Photo-based referring expression data
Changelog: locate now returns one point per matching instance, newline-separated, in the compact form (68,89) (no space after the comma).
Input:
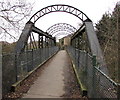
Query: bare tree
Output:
(13,15)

## Your goal
Each entry is to be given again exactly as it stands, with its pictures removed.

## Exercise answer
Changelog: locate now returns one point per matching instance, newline-separated, in the compact form (68,89) (no space after the comma).
Input:
Query: bare tree
Output:
(13,15)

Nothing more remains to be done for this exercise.